→ **Exercise instructions**
Transcribe exactly the lines from the first line of the records through the line containing "one marker per instance, written like [832,320]", and leave out every picture.

→ **The records**

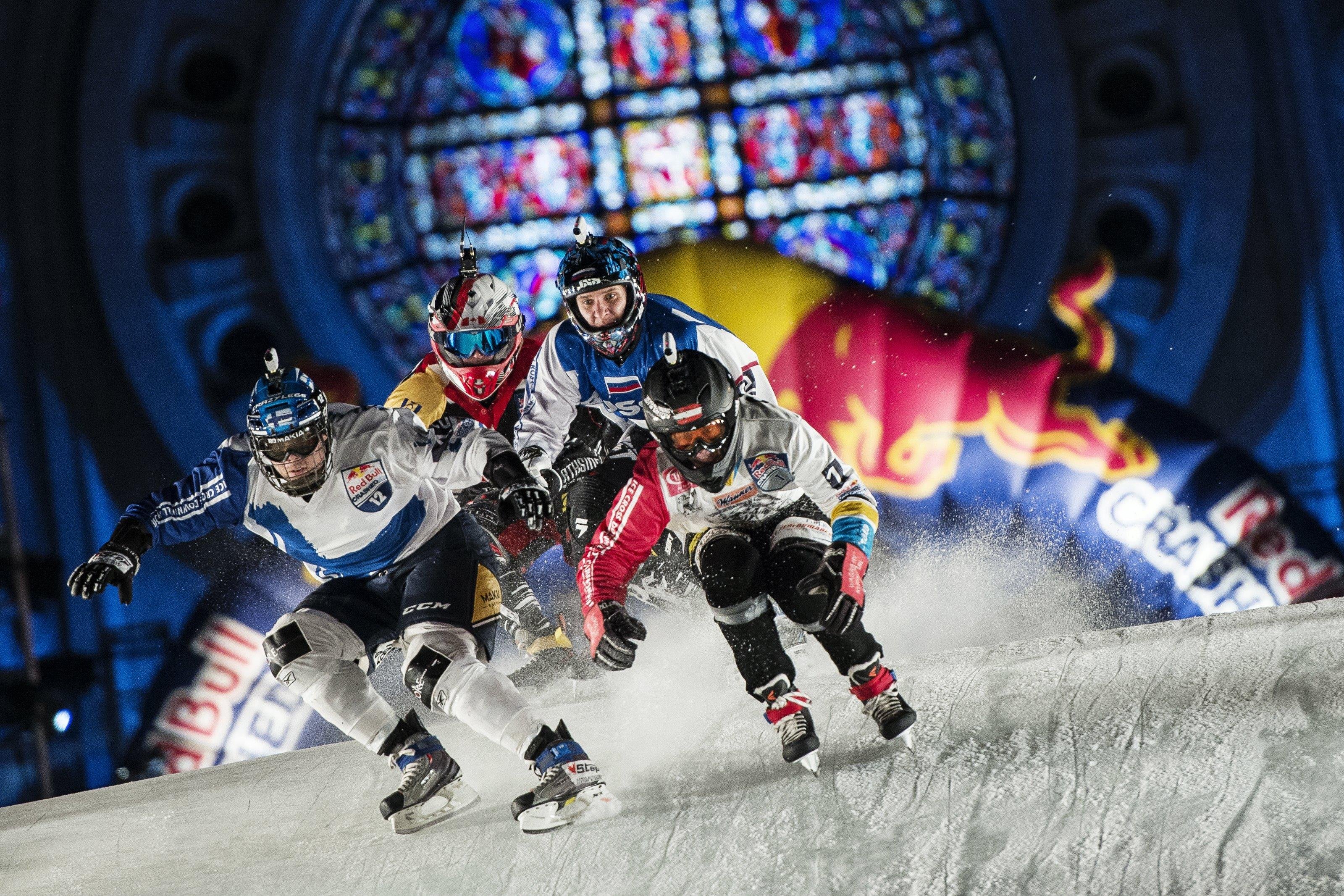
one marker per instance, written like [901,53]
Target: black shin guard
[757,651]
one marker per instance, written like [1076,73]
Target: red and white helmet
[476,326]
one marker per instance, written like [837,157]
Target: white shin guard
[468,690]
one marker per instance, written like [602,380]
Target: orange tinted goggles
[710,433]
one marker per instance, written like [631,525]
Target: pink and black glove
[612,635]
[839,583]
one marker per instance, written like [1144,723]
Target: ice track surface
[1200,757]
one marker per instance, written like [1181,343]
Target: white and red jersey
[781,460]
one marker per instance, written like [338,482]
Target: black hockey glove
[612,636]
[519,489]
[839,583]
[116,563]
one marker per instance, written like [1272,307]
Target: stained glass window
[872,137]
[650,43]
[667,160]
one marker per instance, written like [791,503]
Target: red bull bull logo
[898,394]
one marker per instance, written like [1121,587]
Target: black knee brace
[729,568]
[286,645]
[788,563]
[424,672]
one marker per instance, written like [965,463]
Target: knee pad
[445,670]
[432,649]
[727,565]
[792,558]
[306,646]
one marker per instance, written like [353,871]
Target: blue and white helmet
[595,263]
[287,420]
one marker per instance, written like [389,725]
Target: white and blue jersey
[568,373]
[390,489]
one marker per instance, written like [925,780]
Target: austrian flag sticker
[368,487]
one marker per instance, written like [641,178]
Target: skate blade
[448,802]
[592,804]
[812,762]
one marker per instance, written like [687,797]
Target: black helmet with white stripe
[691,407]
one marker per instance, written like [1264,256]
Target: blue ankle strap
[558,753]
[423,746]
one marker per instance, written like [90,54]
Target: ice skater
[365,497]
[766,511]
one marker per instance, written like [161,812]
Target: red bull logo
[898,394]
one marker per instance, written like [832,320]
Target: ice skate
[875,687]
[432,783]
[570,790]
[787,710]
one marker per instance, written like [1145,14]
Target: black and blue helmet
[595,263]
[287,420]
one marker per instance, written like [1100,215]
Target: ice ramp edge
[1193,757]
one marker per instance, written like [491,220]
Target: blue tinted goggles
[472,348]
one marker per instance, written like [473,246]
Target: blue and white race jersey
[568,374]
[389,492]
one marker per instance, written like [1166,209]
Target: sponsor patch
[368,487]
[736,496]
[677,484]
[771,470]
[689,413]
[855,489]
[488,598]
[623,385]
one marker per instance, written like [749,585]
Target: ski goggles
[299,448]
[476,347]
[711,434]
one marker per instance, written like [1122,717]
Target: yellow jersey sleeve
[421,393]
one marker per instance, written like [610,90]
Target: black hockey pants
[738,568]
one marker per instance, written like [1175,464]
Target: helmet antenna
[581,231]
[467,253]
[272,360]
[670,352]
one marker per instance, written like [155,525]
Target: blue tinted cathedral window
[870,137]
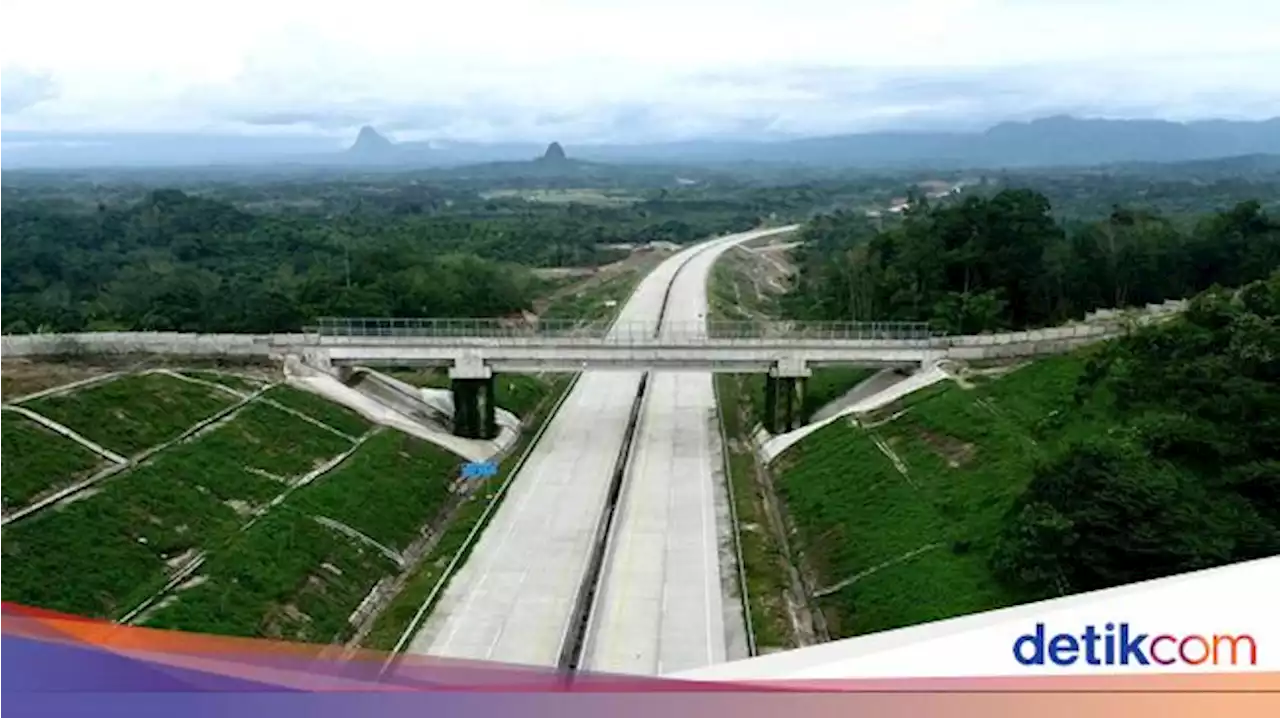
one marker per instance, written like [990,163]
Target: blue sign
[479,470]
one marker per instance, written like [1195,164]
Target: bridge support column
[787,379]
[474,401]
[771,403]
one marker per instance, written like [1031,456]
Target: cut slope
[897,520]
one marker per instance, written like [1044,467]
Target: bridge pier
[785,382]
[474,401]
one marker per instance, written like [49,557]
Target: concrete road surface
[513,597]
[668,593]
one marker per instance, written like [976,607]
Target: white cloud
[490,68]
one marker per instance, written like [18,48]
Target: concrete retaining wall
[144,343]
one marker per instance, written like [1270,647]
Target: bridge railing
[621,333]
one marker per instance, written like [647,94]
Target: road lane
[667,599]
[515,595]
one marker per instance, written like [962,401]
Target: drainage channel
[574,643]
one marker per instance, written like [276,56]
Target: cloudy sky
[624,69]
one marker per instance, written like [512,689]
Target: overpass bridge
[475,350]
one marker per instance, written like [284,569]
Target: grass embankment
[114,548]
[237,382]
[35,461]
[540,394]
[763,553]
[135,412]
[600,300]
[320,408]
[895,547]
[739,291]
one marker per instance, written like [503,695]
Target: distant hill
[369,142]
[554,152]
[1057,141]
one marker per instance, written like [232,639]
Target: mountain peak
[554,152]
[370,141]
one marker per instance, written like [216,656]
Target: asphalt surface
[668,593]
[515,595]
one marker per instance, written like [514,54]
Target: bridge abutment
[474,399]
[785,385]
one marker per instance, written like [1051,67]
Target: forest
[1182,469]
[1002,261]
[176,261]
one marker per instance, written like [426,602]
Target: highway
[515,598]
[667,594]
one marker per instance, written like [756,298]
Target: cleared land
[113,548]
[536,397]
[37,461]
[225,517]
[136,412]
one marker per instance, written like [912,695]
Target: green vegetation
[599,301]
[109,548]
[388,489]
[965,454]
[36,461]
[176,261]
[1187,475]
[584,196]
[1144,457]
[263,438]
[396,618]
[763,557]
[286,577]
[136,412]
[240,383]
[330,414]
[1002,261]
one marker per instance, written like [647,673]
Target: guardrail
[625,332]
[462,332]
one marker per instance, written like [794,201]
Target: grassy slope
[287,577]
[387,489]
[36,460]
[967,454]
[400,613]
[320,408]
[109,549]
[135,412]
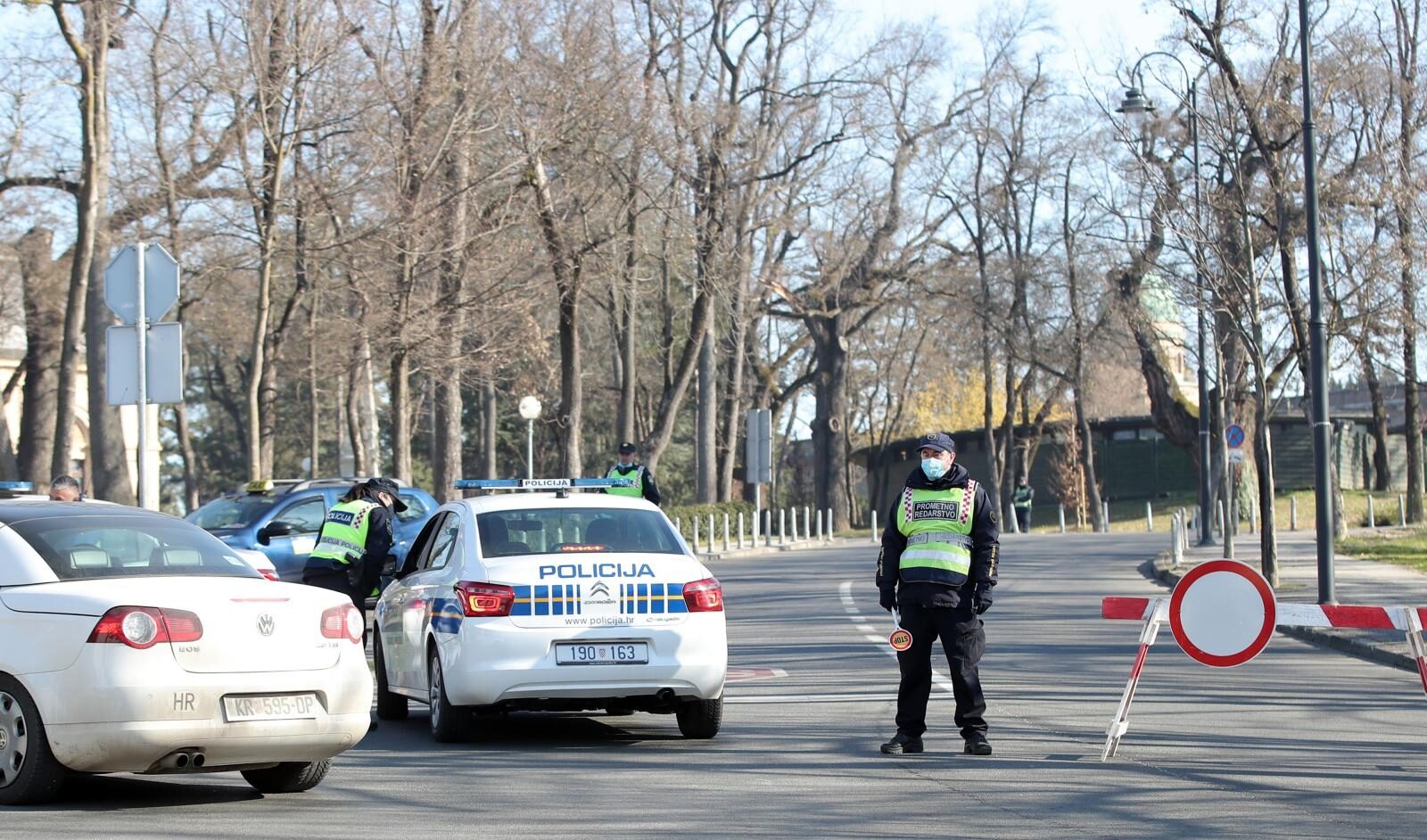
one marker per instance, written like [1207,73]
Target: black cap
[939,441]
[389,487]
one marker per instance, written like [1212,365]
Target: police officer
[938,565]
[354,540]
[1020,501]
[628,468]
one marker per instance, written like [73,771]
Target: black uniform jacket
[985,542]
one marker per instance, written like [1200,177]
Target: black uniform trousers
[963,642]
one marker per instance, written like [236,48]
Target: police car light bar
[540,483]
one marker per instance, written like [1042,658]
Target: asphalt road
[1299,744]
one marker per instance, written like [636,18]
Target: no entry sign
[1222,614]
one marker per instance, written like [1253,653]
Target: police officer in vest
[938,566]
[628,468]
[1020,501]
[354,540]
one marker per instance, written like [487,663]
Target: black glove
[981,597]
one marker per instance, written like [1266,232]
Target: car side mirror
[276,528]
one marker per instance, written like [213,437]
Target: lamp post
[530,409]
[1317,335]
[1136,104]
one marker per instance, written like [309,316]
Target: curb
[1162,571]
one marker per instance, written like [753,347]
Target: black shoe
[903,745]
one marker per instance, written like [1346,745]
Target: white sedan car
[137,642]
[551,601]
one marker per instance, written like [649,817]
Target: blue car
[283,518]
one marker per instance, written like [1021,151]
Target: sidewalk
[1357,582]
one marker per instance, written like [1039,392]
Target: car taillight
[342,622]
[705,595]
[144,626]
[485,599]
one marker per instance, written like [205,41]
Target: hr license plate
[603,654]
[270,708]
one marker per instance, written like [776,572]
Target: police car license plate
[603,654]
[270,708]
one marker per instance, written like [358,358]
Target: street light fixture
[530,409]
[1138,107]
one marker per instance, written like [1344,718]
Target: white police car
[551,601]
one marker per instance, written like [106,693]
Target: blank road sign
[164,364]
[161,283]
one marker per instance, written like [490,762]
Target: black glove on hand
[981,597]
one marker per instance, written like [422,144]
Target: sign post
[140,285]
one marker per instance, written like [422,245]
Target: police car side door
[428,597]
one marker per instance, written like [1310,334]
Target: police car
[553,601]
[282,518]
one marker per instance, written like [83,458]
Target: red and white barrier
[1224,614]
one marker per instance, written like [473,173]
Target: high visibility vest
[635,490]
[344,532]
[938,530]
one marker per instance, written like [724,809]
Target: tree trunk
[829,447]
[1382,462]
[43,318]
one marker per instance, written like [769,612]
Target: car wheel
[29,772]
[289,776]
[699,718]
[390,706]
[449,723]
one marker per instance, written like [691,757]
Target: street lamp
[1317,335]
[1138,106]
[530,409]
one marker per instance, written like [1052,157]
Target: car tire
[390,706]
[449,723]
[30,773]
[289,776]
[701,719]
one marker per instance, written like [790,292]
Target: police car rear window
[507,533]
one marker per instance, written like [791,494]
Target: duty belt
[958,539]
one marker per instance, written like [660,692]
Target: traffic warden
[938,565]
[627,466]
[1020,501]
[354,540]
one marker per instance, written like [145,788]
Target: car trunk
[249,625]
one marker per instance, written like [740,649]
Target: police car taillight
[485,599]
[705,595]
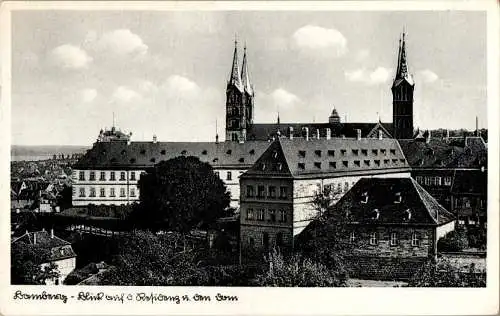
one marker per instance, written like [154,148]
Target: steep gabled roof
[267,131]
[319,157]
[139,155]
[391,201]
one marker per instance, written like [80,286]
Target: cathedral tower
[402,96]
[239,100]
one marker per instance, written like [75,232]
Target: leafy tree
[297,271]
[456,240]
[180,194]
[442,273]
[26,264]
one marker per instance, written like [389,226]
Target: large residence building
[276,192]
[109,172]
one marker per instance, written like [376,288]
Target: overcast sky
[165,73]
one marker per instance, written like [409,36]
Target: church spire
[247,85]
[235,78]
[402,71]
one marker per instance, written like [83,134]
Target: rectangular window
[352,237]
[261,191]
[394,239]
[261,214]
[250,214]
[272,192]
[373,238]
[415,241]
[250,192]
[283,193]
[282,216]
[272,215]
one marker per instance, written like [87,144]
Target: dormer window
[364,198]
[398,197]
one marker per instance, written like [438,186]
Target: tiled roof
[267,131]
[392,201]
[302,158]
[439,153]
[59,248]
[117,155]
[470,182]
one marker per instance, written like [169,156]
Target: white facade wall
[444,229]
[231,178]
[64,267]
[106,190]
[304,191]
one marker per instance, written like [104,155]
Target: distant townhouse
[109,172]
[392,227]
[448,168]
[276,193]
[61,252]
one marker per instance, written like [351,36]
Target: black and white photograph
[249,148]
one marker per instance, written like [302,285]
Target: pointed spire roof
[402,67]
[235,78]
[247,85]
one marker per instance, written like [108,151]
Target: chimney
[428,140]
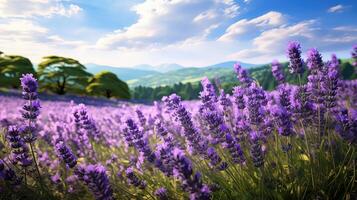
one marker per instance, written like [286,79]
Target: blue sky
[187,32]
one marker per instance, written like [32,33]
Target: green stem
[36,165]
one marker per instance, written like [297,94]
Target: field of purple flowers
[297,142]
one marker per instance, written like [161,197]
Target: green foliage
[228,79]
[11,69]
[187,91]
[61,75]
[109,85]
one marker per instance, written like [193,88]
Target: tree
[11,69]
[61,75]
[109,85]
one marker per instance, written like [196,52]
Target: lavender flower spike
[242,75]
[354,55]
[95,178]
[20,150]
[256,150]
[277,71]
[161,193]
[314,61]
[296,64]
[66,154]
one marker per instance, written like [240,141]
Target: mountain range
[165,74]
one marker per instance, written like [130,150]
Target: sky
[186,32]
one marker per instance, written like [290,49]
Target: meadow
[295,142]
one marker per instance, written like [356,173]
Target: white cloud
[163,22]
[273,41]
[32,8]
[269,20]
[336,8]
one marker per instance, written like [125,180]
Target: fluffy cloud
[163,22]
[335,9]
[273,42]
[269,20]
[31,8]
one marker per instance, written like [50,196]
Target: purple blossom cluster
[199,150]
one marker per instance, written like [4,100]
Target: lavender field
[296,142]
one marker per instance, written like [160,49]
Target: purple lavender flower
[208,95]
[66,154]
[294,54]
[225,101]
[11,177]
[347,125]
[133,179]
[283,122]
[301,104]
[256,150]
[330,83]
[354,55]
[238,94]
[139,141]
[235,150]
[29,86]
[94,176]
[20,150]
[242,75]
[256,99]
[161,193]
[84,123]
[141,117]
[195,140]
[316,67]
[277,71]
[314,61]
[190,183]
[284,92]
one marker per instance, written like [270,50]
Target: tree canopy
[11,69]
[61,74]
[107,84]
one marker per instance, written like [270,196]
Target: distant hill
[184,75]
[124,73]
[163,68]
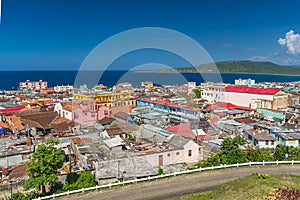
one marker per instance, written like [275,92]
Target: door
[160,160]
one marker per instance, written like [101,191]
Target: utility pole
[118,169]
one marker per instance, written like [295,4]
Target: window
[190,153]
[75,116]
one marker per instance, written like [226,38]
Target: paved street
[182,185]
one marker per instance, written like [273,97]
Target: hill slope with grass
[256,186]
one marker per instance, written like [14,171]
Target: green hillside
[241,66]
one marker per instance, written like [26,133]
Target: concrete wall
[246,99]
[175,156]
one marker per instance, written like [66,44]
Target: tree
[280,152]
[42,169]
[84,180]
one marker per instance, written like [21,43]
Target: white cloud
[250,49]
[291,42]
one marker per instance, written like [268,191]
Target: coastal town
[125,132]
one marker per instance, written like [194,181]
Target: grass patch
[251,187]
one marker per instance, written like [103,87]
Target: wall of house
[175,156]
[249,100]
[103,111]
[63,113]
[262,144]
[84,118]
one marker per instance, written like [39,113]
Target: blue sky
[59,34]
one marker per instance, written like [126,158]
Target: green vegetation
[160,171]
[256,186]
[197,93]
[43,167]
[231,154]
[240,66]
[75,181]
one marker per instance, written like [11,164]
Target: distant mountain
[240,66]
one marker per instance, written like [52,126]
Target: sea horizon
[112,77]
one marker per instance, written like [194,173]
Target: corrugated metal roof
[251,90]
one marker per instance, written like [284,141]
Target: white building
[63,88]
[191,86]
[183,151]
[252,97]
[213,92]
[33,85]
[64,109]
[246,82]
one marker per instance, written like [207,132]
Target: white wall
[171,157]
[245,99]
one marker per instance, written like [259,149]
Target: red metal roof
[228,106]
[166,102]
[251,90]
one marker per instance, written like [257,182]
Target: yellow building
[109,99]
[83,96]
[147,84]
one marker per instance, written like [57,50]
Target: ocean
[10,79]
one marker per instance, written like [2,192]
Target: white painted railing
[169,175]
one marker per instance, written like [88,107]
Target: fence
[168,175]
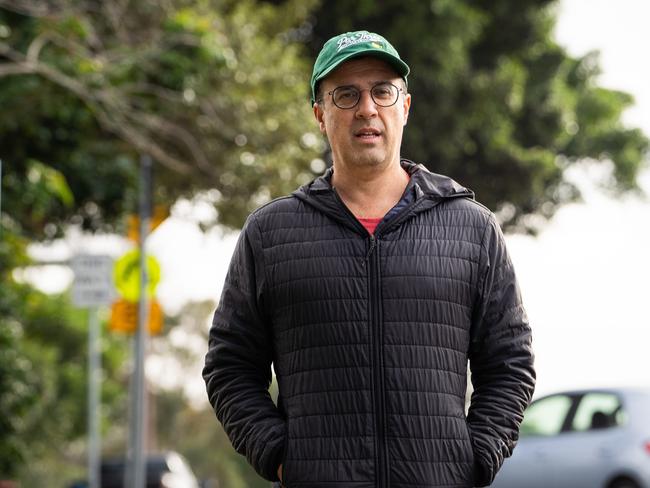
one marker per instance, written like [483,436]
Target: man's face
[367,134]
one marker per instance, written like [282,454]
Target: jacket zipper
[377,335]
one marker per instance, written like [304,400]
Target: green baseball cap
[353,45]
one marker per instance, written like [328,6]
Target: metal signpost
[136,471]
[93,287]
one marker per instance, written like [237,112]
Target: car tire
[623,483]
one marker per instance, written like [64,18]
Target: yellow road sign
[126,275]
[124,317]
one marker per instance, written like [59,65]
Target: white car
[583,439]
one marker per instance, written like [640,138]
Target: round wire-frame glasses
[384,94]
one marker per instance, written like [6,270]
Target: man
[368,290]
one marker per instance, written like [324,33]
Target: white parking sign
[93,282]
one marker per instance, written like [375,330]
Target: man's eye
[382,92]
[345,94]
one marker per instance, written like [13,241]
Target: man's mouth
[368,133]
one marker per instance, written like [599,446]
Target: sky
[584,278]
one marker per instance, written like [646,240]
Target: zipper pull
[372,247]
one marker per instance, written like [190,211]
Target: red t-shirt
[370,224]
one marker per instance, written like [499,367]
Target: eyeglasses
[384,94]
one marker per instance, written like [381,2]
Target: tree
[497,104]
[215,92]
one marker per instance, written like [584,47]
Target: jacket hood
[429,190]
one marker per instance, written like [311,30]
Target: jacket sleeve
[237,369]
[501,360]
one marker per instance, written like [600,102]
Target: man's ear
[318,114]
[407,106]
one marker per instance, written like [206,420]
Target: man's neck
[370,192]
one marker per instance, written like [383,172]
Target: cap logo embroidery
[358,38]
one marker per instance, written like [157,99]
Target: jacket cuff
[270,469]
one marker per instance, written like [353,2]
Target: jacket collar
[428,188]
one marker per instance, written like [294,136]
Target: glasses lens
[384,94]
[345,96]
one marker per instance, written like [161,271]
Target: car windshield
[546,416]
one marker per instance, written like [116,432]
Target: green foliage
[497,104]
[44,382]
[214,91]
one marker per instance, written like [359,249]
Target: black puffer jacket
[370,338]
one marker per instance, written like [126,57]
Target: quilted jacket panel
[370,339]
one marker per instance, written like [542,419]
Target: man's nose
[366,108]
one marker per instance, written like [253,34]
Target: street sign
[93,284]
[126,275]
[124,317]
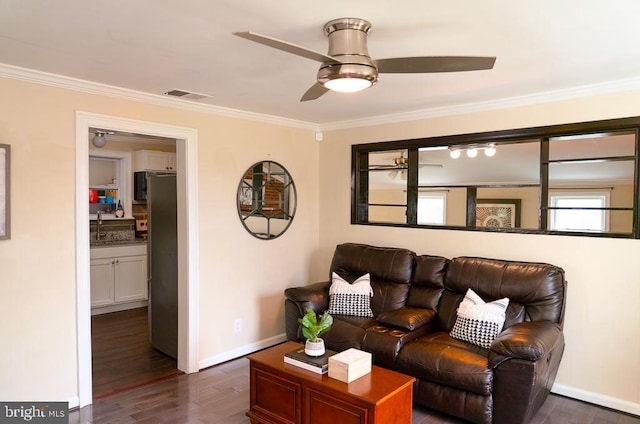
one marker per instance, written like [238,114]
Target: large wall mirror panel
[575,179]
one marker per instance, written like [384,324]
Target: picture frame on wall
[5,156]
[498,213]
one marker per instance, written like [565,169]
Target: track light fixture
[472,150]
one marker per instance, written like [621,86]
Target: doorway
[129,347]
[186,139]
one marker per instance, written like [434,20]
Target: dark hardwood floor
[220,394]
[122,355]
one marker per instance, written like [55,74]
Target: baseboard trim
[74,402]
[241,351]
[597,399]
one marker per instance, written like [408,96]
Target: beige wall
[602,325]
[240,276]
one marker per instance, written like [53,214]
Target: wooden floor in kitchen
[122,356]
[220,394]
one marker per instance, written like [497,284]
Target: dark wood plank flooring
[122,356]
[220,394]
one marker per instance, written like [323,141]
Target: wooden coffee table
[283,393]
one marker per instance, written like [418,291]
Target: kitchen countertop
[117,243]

→ **Written response**
one marker per instance, written like [901,53]
Target: black shin guard
[757,651]
one marker per instance, written like [1076,73]
Target: red and white helmet
[476,326]
one marker per instance, written like [837,157]
Target: white shin guard
[468,690]
one marker per instance, written like [602,380]
Target: orange tinted goggles
[710,433]
one marker per instance, written like [631,525]
Target: pink and black glove
[612,635]
[839,583]
one marker per instance, written like [1144,723]
Target: ice track surface
[1200,757]
one marker per instance, written like [1181,343]
Target: white and red jersey
[781,460]
one marker per instance, written like [338,482]
Target: black hockey glove
[612,636]
[519,489]
[839,583]
[116,563]
one marker per instance, written like [1272,307]
Target: stained glass window
[872,137]
[650,43]
[667,160]
one marker per instance, written like [791,503]
Target: red bull bull logo
[898,394]
one marker per instance, written like [1121,587]
Target: black knee brace
[729,568]
[286,645]
[788,563]
[424,672]
one marker per instance, written like [965,463]
Target: knee pad
[445,670]
[432,649]
[727,565]
[792,558]
[306,646]
one marker per instance, written like [353,871]
Target: blue and white helmet
[595,263]
[287,420]
one marker per instance, written like [389,725]
Target: white and blue jersey
[568,373]
[390,489]
one marker per instance, written like [925,780]
Target: austrian flag sticker
[368,487]
one marker per instance, written like [641,178]
Target: skate blade
[448,802]
[592,804]
[812,762]
one marker per instance, written like [687,797]
Target: black helmet with white stripe
[691,407]
one marker per instance, written like [1264,256]
Target: blue ankle strap
[558,753]
[423,746]
one marker per instance, written like [90,54]
Target: ice skater
[365,497]
[766,511]
one marker per instance, written like [161,812]
Target: red bull logo
[898,394]
one marker per instance, written like [832,320]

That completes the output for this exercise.